Requirement = Rewrite each line of the records below as an item in a numbered list, omitting any blank lines.

※ ※ ※

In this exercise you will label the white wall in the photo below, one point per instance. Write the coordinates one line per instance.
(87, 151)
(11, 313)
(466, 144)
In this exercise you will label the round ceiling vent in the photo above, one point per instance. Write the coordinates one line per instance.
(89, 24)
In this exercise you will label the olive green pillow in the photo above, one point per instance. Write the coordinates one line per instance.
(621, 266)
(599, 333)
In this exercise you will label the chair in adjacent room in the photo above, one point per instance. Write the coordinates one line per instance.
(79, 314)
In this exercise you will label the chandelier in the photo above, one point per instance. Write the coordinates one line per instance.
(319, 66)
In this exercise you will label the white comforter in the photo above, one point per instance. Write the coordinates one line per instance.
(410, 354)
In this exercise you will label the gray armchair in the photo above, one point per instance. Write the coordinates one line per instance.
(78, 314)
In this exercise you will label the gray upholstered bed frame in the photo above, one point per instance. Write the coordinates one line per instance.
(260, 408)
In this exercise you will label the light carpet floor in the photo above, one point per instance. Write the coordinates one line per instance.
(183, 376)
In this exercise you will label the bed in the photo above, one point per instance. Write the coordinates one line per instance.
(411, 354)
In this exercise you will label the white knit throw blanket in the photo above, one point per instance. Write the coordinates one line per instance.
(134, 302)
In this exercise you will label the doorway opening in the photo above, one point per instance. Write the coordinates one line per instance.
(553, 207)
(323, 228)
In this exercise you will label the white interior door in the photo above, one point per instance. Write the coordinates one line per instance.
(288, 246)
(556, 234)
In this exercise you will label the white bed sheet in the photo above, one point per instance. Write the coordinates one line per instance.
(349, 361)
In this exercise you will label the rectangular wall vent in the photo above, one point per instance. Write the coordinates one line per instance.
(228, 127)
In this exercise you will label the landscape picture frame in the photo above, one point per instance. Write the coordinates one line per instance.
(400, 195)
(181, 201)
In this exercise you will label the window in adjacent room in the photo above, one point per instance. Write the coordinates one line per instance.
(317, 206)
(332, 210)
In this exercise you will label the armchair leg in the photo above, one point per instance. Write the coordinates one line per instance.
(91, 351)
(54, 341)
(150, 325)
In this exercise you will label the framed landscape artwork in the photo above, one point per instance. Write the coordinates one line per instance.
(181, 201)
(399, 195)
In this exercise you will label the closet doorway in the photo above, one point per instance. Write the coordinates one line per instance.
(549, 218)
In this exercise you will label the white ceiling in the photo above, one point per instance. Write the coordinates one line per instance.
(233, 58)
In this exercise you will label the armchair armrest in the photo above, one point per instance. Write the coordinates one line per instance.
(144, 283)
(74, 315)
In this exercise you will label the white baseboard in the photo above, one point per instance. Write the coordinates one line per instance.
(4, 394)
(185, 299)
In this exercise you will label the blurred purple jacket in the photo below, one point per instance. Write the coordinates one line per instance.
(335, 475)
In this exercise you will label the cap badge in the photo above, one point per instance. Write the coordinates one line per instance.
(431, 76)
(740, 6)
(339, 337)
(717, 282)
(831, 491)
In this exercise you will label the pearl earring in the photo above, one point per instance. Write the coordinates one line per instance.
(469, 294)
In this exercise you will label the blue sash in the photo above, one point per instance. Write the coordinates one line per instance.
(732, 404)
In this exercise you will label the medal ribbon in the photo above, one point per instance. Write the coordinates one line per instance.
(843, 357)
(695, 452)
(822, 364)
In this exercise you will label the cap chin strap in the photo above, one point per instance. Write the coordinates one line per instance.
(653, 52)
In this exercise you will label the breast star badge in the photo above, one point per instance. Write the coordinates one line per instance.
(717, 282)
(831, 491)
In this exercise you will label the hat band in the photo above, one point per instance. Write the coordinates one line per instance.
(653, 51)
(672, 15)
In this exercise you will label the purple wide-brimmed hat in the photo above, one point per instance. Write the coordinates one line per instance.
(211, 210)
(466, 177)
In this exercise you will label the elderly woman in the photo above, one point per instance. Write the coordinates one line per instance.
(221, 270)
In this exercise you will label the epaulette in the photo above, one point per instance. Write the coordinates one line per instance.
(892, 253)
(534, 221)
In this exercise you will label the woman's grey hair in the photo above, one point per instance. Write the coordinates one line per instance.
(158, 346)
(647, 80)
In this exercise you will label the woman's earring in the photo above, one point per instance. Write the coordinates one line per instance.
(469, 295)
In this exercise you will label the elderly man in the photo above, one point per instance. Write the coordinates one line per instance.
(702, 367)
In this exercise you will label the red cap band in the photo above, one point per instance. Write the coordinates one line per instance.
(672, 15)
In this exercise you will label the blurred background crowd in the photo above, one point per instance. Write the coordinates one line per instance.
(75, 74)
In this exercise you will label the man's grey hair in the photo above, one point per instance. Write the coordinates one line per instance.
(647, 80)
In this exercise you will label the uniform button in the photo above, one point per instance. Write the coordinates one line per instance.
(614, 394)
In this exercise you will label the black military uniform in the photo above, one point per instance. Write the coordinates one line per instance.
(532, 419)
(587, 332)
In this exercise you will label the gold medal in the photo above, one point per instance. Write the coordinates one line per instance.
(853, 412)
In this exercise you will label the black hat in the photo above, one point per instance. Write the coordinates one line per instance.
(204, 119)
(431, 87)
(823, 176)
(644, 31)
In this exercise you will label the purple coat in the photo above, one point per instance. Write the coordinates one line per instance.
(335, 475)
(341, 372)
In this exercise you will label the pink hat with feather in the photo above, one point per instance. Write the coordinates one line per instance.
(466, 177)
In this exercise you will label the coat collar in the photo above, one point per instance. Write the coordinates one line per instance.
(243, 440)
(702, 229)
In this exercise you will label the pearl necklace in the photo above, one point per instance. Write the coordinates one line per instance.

※ ※ ※

Correct result =
1. In this exercise you will label the white wall in the photo below, one point per instance. Write the coordinates one line per instance.
2. (87, 151)
3. (11, 313)
4. (466, 144)
5. In this exercise you will label the round ceiling vent in the photo above, one point per instance. Write the coordinates one line per instance.
6. (89, 24)
7. In this exercise you will label the olive green pillow in the photo above, one point per instance. Write the coordinates one line per instance.
8. (621, 266)
9. (599, 333)
10. In this exercise you will label the chair in adjacent room in the photo above, one point per instance. Write the coordinates one line per instance.
11. (79, 314)
12. In this exercise you will label the chandelier in the photo above, one point per instance. Write the coordinates one line per instance.
13. (319, 66)
14. In this exercise you will label the white comforter in the photo above, one point per instance. Write the coordinates one line per instance.
15. (410, 354)
16. In this exercise you will label the gray armchair in the photo above, one point per instance. Write the coordinates one line per instance.
17. (78, 314)
18. In this exercise you will label the gray upholstered bed frame in the photo above, one point per instance. Write the coordinates one line per instance.
19. (260, 408)
20. In this exercise you will label the light carpet floor in the photo above, one point per instance. Write the coordinates one line per instance.
21. (183, 376)
22. In this exercise you will label the bed in the photo above, one point per instance. Write the coordinates one line per instance.
23. (411, 354)
24. In this exercise you will label the white knit throw blanket in the photo above, one point per instance. Write the coordinates one line per instance.
25. (134, 302)
26. In this exercise you will label the doorway opening in the photo above, one point per instance. Write the coordinates one line per instance.
27. (553, 207)
28. (323, 228)
29. In this exercise you will label the white interior door in the photo above, one point per instance. Write the coordinates one line per instance.
30. (288, 246)
31. (556, 234)
32. In this exercise you will label the white bed sheet in the photo above, one point per instance. Write the coordinates one line per instance.
33. (349, 361)
34. In this exercise you will label the rectangular wall vent in the photo above, one point per instance. Write the coordinates one line per instance.
35. (228, 127)
36. In this exercise you will label the landscape picture frame in the photo above, one point per instance. Write the coordinates one line per instance.
37. (400, 195)
38. (181, 201)
39. In this exercise you will label the window in adjacent room in the photo above, one point per instance. Write the coordinates one line per instance.
40. (317, 206)
41. (332, 210)
42. In this exercise you will label the armchair leg in the photo above, one point per instance. Write the coordinates one line per instance.
43. (91, 351)
44. (54, 341)
45. (150, 325)
46. In this exercise you will label the framed landscape artwork in the photo above, one point per instance. Write the coordinates one line per instance.
47. (181, 201)
48. (399, 195)
49. In this exercise you will label the closet doorway in the photo above, one point per instance. Write the coordinates one line per instance.
50. (549, 218)
51. In this exercise you will label the white ceiling in the photo above, one point per instance. Write the coordinates one line per instance.
52. (233, 58)
53. In this exercise you will label the armchair armrest in the photo above, one point per instance. Write the coordinates one line per instance.
54. (144, 283)
55. (74, 315)
56. In this exercise you will label the white baseboard in the photo above, one point per instance. Write the coordinates one line per instance.
57. (4, 394)
58. (185, 299)
59. In this exercise you will label the blurred purple jacket in the photo below, one point per instance. Write the coordinates one line per instance.
60. (335, 475)
61. In this exercise you will label the cap badge in the photo above, one point per instance. Write the coordinates one line per instance.
62. (431, 76)
63. (740, 6)
64. (339, 337)
65. (717, 282)
66. (831, 491)
67. In this exercise you will label the pearl earring in the photo above, one point per instance. Write the coordinates one line per instance.
68. (469, 294)
69. In this exercise you will label the blue sash in the photo above, one point per instance. Write the coordinates one line per instance.
70. (732, 404)
71. In this exercise you will label the medal ribbon in the photo above, one point per instance. Write the coordinates one line per instance.
72. (843, 357)
73. (695, 452)
74. (822, 364)
75. In this exercise you will label the cap chin strap in the photo above, one point per instance. Write the coordinates one line per instance.
76. (653, 52)
77. In this exercise you will label the breast star badge in the photo above, one point per instance. Write the coordinates one line per instance.
78. (717, 282)
79. (831, 491)
80. In this exercise you will label the hat band in the photo above, one point per instance. Write the coordinates one line per instance.
81. (653, 51)
82. (672, 15)
83. In this exercise you will label the purple wide-brimmed hat in the photo above, one point per instance. Write the coordinates one line per instance.
84. (211, 210)
85. (466, 177)
86. In this exercise you will label the elderly woman in the photo above, one point per instance. Write the coordinates one line per instance.
87. (221, 270)
88. In this exercise you will label the epaulette in the photo above, one point per instance. Write the coordinates one line per instance.
89. (892, 253)
90. (534, 221)
91. In this exercise you will label the woman's grey hair in the photo above, one point per instance. Write the coordinates one line per instance.
92. (158, 346)
93. (647, 80)
94. In this exercise you will label the woman's earring in the photo above, one point per instance. Write the coordinates one line per instance.
95. (469, 295)
96. In this exercise you will label the elderly man in the photo above, one point per instance. Write the coordinates one line per instance.
97. (702, 367)
98. In this exercise you will label the red cap band in the photo above, one point per instance. Write the coordinates one line per instance.
99. (672, 15)
100. In this exercise you will label the blurred background crowd in the photo above, one point per instance. Write the coordinates one line per instance.
101. (75, 74)
102. In this exercise you will label the man's grey hair in the photo above, one point per instance. Write the coordinates one line per instance.
103. (647, 80)
104. In this exercise you will label the uniform button in the photo above, one point per instance. Write the coordinates one line per instance.
105. (614, 394)
106. In this exercise you will label the black military uniform in the photo above, one point per instance. Write the coordinates one line per instance.
107. (532, 419)
108. (587, 332)
109. In this exercise you will label the gold medal in the photo above, one point per instance. Write the coordinates one line per instance.
110. (853, 412)
111. In this exercise you will label the black hat in the photo above, one point per instance. Write the coordinates one line per instance.
112. (204, 119)
113. (431, 87)
114. (823, 176)
115. (644, 31)
116. In this exercise you will label the purple coat in the photo above, one point per instance. Write the coordinates one line per instance.
117. (335, 475)
118. (341, 372)
119. In this exercise you will label the pink hat with feather in the photo above, one point per instance. Write the coordinates one line per instance.
120. (466, 177)
121. In this exercise you will label the coat collar in the photo above, one point per instance. Write the coordinates one line per instance.
122. (243, 440)
123. (702, 229)
124. In this exercise you will label the pearl necklace in the photo above, one point per instance. Write the coordinates one line per instance.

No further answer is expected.